= Task to carry out =
A faithful copy of the data is the goal; set it down exactly, without the images.

= Source information =
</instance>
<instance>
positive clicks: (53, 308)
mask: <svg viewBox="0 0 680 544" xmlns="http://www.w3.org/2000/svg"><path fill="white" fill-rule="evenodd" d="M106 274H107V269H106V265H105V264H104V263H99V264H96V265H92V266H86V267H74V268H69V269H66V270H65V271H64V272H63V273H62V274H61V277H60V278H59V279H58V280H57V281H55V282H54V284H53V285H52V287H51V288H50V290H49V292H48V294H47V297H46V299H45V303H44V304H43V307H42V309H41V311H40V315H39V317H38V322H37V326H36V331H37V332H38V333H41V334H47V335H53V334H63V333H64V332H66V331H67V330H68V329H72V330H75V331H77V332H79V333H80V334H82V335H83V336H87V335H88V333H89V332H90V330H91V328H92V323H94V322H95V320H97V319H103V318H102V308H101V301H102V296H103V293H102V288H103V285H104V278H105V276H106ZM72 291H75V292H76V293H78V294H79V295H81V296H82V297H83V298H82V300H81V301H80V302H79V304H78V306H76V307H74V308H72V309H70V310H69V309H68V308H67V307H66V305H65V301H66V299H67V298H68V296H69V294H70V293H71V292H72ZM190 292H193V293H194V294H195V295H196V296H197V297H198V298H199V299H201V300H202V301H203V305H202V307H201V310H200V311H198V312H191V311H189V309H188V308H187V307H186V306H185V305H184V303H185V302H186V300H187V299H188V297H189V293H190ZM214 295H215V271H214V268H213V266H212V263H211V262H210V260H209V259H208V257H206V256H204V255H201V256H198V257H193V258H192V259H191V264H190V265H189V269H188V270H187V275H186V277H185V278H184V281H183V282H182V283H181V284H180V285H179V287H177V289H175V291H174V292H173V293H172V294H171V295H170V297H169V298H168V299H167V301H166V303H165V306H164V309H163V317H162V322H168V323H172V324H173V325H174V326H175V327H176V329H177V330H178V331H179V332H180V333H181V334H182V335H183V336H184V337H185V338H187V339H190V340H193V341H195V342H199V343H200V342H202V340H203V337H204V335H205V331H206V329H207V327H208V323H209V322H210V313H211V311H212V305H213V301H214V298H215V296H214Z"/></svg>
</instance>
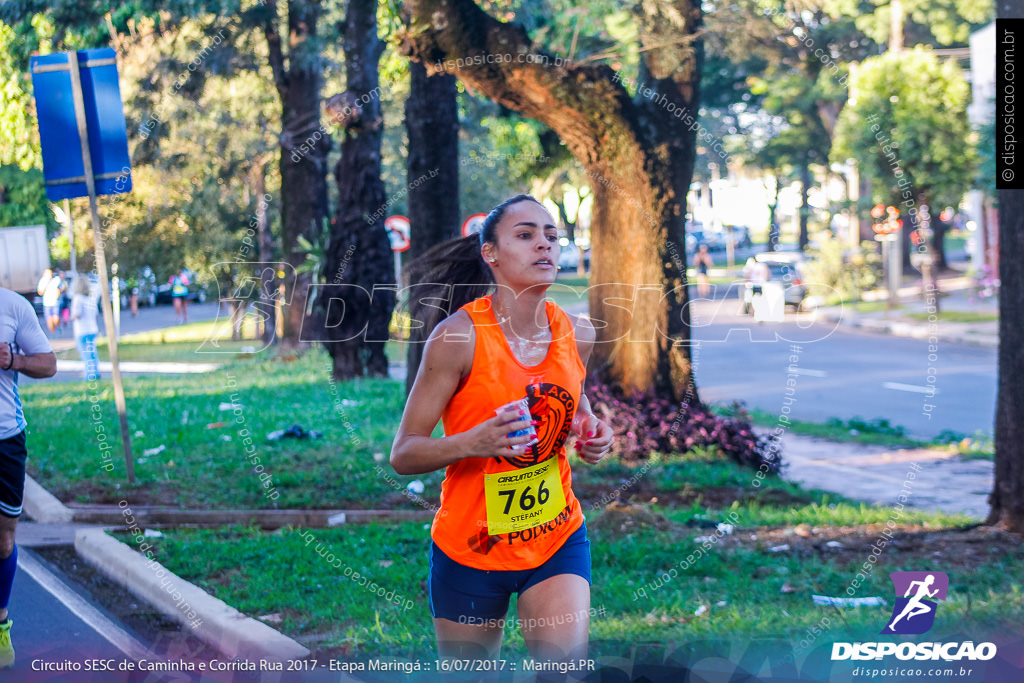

= Task response =
</instance>
<instance>
positive clicks: (53, 308)
mask: <svg viewBox="0 0 680 544" xmlns="http://www.w3.org/2000/svg"><path fill="white" fill-rule="evenodd" d="M106 274H107V269H106V265H105V264H104V263H99V264H96V265H92V266H86V267H74V268H69V269H66V270H65V271H64V272H63V273H62V274H61V277H60V278H59V279H58V280H57V281H55V282H54V284H53V285H52V287H51V288H50V290H49V292H48V294H47V297H46V299H45V303H44V304H43V307H42V309H41V311H40V315H39V317H38V322H37V326H36V331H37V332H38V333H41V334H47V335H53V334H63V333H64V332H66V331H67V330H68V329H72V330H75V331H77V332H79V333H80V334H82V335H83V336H87V335H88V333H89V332H90V330H91V328H92V323H94V322H95V320H97V319H103V318H102V308H101V301H102V296H103V293H102V288H103V285H104V278H105V276H106ZM72 291H75V292H76V293H78V294H79V295H81V296H82V297H83V298H82V300H81V301H80V302H79V304H78V306H76V307H74V308H72V309H70V310H69V309H68V308H67V307H66V305H65V301H66V299H67V298H68V296H69V294H70V293H71V292H72ZM190 292H193V293H194V294H195V295H196V296H197V297H198V298H199V299H201V300H202V301H203V305H202V307H201V310H200V311H198V312H191V311H189V309H188V308H187V307H186V306H185V305H184V303H185V302H186V300H187V299H188V297H189V293H190ZM214 295H215V271H214V268H213V266H212V263H211V262H210V260H209V259H208V257H206V256H204V255H201V256H198V257H193V258H192V259H191V264H190V265H189V269H188V270H187V275H186V277H185V278H184V281H183V282H182V283H181V284H180V285H179V287H177V289H175V291H174V292H173V293H172V294H171V295H170V297H169V298H168V299H167V301H166V303H165V306H164V309H163V317H162V322H168V323H172V324H173V325H174V326H175V327H176V329H177V330H178V331H179V332H180V333H181V334H182V335H183V336H184V337H185V338H187V339H190V340H193V341H195V342H199V343H200V342H202V340H203V337H204V335H205V331H206V329H207V327H208V323H209V322H210V313H211V311H212V305H213V301H214V298H215V296H214Z"/></svg>
</instance>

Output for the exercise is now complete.